### Short task
Extract each line of the data below that contains the string "post". Case matters.

### Exercise materials
[Start]

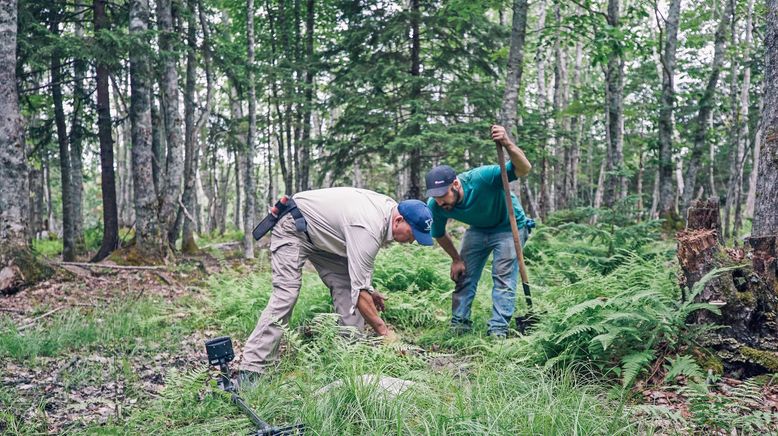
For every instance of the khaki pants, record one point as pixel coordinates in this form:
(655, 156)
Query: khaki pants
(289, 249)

[End]
[Start]

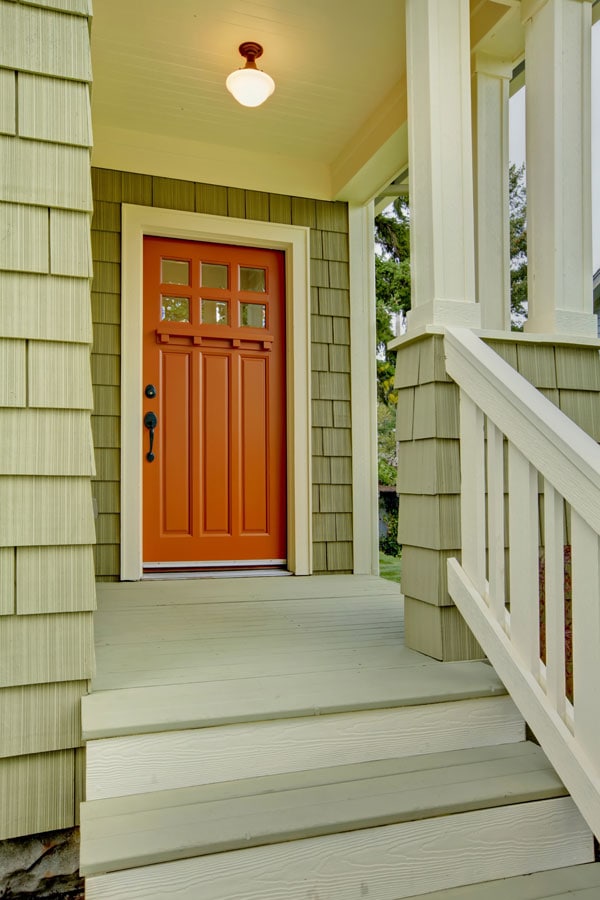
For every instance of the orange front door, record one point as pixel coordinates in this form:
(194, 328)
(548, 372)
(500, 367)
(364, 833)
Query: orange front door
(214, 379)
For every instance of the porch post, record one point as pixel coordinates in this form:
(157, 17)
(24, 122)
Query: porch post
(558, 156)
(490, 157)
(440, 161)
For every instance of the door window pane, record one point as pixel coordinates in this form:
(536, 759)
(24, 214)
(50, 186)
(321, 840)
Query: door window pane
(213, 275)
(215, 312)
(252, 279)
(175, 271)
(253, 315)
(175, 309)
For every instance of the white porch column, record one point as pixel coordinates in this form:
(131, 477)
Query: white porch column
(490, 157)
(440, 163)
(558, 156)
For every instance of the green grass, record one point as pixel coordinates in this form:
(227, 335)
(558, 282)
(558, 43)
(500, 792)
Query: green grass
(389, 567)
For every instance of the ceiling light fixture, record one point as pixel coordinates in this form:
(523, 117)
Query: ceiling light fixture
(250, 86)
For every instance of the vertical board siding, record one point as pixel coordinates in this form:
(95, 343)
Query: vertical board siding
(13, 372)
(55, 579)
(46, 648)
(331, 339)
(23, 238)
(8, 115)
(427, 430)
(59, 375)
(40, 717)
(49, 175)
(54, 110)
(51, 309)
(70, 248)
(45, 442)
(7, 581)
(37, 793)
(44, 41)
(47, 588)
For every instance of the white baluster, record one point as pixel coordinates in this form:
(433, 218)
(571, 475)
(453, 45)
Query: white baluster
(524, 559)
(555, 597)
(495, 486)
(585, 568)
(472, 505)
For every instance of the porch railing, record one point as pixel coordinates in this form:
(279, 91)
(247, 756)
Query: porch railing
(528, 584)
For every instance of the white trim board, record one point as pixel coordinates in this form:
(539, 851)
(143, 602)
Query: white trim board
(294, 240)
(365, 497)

[End]
[Start]

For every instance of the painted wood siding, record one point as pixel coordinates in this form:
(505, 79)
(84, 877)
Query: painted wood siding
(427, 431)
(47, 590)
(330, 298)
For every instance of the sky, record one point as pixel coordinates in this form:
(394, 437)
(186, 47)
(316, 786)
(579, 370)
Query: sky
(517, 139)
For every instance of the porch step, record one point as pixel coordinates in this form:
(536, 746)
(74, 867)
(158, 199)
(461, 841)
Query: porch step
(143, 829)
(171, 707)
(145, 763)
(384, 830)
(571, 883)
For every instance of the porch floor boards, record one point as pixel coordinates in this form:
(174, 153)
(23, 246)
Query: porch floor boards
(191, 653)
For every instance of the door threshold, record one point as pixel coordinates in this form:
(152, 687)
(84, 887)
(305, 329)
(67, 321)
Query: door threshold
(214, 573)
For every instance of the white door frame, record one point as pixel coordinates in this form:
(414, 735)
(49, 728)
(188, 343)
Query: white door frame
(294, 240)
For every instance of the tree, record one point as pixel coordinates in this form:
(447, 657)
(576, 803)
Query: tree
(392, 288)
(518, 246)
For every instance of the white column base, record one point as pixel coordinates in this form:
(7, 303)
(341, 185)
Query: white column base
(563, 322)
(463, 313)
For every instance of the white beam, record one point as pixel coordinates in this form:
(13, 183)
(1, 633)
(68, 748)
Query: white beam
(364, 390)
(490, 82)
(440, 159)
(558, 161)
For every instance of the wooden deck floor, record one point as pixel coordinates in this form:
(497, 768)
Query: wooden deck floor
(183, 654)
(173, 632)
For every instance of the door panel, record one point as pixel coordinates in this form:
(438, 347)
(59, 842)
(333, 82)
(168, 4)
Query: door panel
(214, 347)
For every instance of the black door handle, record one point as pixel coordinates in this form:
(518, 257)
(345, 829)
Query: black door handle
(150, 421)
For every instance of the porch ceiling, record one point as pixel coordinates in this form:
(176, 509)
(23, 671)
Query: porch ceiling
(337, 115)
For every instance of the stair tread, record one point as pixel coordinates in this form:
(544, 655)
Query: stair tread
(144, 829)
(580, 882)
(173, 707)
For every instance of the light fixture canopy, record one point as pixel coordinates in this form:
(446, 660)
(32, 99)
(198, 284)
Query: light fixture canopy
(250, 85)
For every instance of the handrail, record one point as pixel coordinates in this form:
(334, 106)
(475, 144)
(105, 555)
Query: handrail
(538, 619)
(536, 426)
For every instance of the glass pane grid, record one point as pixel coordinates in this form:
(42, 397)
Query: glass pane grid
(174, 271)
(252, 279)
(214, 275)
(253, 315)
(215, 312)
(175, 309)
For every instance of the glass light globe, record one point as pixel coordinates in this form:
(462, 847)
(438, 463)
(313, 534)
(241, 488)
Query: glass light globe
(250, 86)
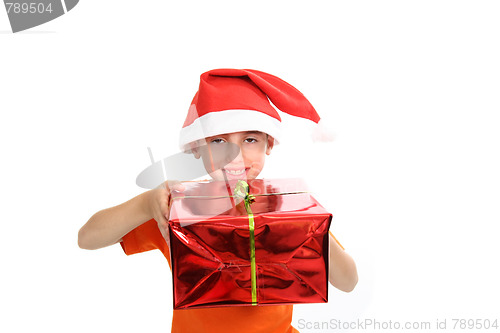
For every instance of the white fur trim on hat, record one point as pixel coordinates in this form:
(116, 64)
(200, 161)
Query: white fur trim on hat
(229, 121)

[End]

### The response
For every instance of the porch post, record one point as pixel coordinates in this form:
Query: porch post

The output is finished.